▶ Data section
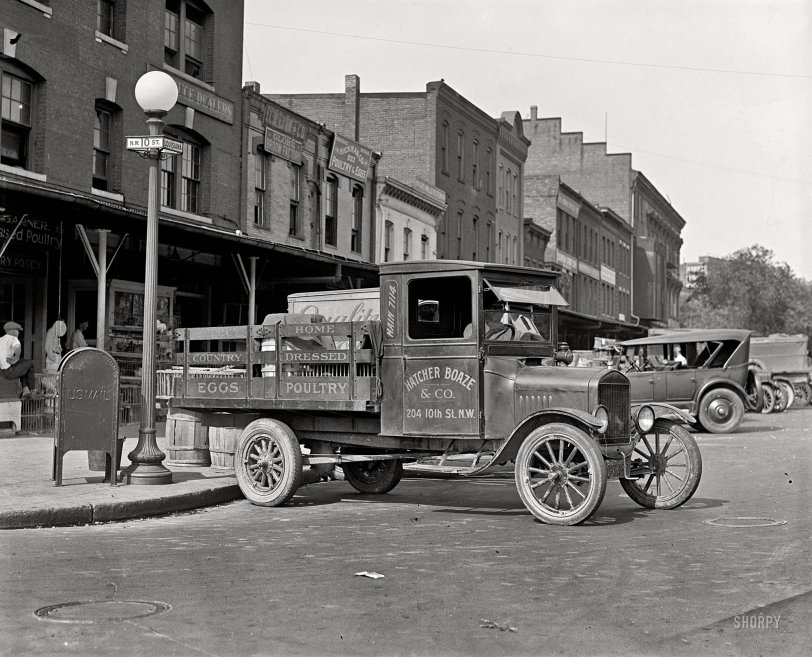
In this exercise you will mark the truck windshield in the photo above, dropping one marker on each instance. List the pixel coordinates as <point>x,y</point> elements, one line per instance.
<point>515,324</point>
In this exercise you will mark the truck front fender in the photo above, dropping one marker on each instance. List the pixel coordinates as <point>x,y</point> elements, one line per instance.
<point>666,412</point>
<point>507,452</point>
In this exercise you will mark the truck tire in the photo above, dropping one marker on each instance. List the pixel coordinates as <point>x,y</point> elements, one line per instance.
<point>560,474</point>
<point>268,462</point>
<point>373,477</point>
<point>669,471</point>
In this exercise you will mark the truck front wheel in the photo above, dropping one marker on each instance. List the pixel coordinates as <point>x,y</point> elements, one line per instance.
<point>373,477</point>
<point>560,474</point>
<point>268,462</point>
<point>666,467</point>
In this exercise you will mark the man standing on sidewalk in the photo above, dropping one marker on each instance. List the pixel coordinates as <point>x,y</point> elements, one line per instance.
<point>11,365</point>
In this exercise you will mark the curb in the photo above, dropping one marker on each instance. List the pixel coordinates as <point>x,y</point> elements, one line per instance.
<point>88,514</point>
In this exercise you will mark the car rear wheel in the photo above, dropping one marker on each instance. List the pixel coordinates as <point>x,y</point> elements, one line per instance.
<point>768,393</point>
<point>373,477</point>
<point>721,411</point>
<point>789,393</point>
<point>560,474</point>
<point>666,467</point>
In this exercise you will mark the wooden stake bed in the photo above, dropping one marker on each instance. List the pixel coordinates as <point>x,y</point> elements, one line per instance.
<point>326,366</point>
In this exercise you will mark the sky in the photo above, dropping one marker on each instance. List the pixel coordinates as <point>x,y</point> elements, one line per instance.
<point>713,98</point>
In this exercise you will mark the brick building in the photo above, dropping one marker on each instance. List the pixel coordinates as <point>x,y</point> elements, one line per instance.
<point>609,181</point>
<point>440,138</point>
<point>591,246</point>
<point>72,196</point>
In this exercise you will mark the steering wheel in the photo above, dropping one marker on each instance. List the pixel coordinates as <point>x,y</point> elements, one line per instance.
<point>499,331</point>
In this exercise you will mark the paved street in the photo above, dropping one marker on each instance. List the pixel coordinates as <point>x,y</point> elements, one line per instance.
<point>467,570</point>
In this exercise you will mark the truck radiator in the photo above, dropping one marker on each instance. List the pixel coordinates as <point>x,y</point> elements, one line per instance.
<point>614,394</point>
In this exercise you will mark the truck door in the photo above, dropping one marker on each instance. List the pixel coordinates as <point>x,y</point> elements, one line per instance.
<point>440,358</point>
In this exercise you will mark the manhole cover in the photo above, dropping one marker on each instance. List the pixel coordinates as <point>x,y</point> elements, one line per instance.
<point>98,612</point>
<point>745,521</point>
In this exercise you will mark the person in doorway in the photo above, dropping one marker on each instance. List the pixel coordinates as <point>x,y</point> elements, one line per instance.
<point>77,340</point>
<point>11,365</point>
<point>679,358</point>
<point>53,345</point>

▶ Aim
Present all the data above as a two-column CSV headed instruction and points. Each row should hold one instruction and the point markup that follows it, both in quoted fields with line breaks replaced by spaces, and the picture should be left out.

▶ Response to the exercise
instruction,points
"In this exercise you will mark the truck windshield in the photo above, dropping one marker on each instance. List the pixel coordinates as <point>x,y</point> elements, one line per instance.","<point>515,324</point>"
"In this exercise you will mark the truck front fender in the photo above, dropping one marker on each instance. List the pixel coordinates as <point>x,y</point> elements, one line per instance.","<point>666,412</point> <point>507,452</point>"
"In this exercise you will mark the truck tire in the photo above, dropping one marker on each instance. List the pixel coordinates as <point>x,y</point> elements, one line per instance.","<point>560,474</point> <point>268,462</point> <point>373,477</point> <point>669,471</point>"
"In this exercise you will mark the truck front wheel in the photo above, dropping one marker on each instance. List the pixel coordinates as <point>x,y</point> elements, one line per instance.","<point>373,477</point> <point>560,474</point> <point>268,462</point> <point>666,467</point>"
"In this exercise you will mark the man standing on sidewalk in the photo above, dropping one marker on each instance. List the pixel coordinates as <point>x,y</point> elements, one line per instance.","<point>11,365</point>"
"In this exercise you will mark the curb in the photo above, dropping one marker on each instance. List the pixel coordinates as <point>x,y</point> elements, one line per instance.","<point>88,514</point>"
"In this exercise you will mark the car rear wheel in the photo above, dropping one marker on each instance. List the pixel coordinates as <point>x,y</point> elements, one line per instance.","<point>768,393</point> <point>373,477</point> <point>721,411</point> <point>789,393</point> <point>560,474</point> <point>666,467</point>"
"In this exercise you will mark the wooden stake bed in the photo above, dropping one marker on each instance. List the pixel coordinates as <point>x,y</point> elements, one line per instance.","<point>326,366</point>"
"In this exercise you will mark the sky in the photo above, dropping one marker on each instance. List the pixel coordinates as <point>x,y</point> elements, one line per instance.","<point>713,98</point>"
"In this exercise you will mark the brick building in the photo above, dropping one marker on each instance. List the pixel coordinates as <point>x,y</point> elements, one line per instance.","<point>609,181</point> <point>440,138</point> <point>591,246</point> <point>72,196</point>"
"In this exercise you will mark the steering wheel in the photo above, dropping one marker on each instance. List the pixel coordinates as <point>x,y</point> elements, one line per instance.","<point>499,331</point>"
"In this exercise you will mark the paved street in the photo above, dropping one marker on each instance. List the pixel coordinates as <point>x,y</point> elements, one line per instance.","<point>467,570</point>"
"In this exercise you will mark the truck radiator in the photo above, dropping one marker on each instance. List the pixel coordinates as <point>x,y</point> elements, one line per instance.","<point>614,394</point>"
"In this exercise you will mark the truck door in the photo above, dropping one marker on each instance. List the pixel coordinates as <point>x,y</point> elements, one line per instance.","<point>440,358</point>"
"In this exercise you will mark the manhole cover in the photo above, dropping one marker on each instance. List the pixel coordinates as <point>x,y</point> elements, one line per instance.","<point>98,612</point> <point>745,521</point>"
"In this exercise you will mark the person in doorway in the photo above, dropping one marker on each instance. List the pixel coordinates as <point>x,y</point> elements, one line per instance.","<point>77,340</point> <point>11,365</point> <point>679,358</point> <point>53,345</point>"